▶ **Geciteerde tekst**
Na de bevrijding in 1945 duurde het drie jaar eer het IJzeren Gordijn dichtging en de cultuur in naoorlogs Hongarije gelijkgeschakeld raakte. Die drie jaren werden de buitengewoon korte maar eigenlijke bloeitijd van het Hongaarse Nieuwe Bouwen.
Hoogtepunt is het gebouw van de vakbonden, staande en gelegen tegenover de gedenkwaardige plek waar even later het standbeeld van Stalin verrees en nog weer wat later ook weer verdween. Het vakbondsgebouw staat er nog altijd: een van de menselijkste grote gebouwen van de stad en zeker het meest optimististische van Boedapest en wijde omgeving.
Architect Gábor Preisich is allang met pensioen. Hij woont in de heuvels van Buda, in een woning die nog door zijn vooroorlogse strijdmakker Rymanoczkij werd gebouwd. Na de oorlog zou diezelfde Rymanoczkij de belangrijkste gebouwen in Stalinstijl ontwerpen, drie klassiek opgetuigde blokkendozen voor de technische universiteit. Preisich maakte die Koude Oorlogsjaren als stadsplanner mee. Tekenen deed hij niet. “Ik kreeg het mijn pen niet uit.” Dat kwam pas later weer, toen hij nog verder in de heuvels van Buda, een kinderhuis maakte. Paviljoens, naar de mode van die tijd, een lievelingswerk en tegelijk ongeveer het eind van een loopbaan die in de jaren ’20 begon.

▶ **Gegevensregels**
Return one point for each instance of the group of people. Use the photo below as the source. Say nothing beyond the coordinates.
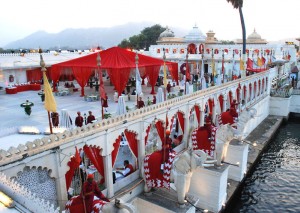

▶ **Opdracht**
Hoeveel jaar duurde het volgens de tekst over het Hongaarse Nieuwe Bouwen na de bevrijding in 1945 voordat het IJzeren Gordijn dichtging? De lijst hierboven is losstaand materiaal.

▶ **Antwoord**
Het duurde drie jaar.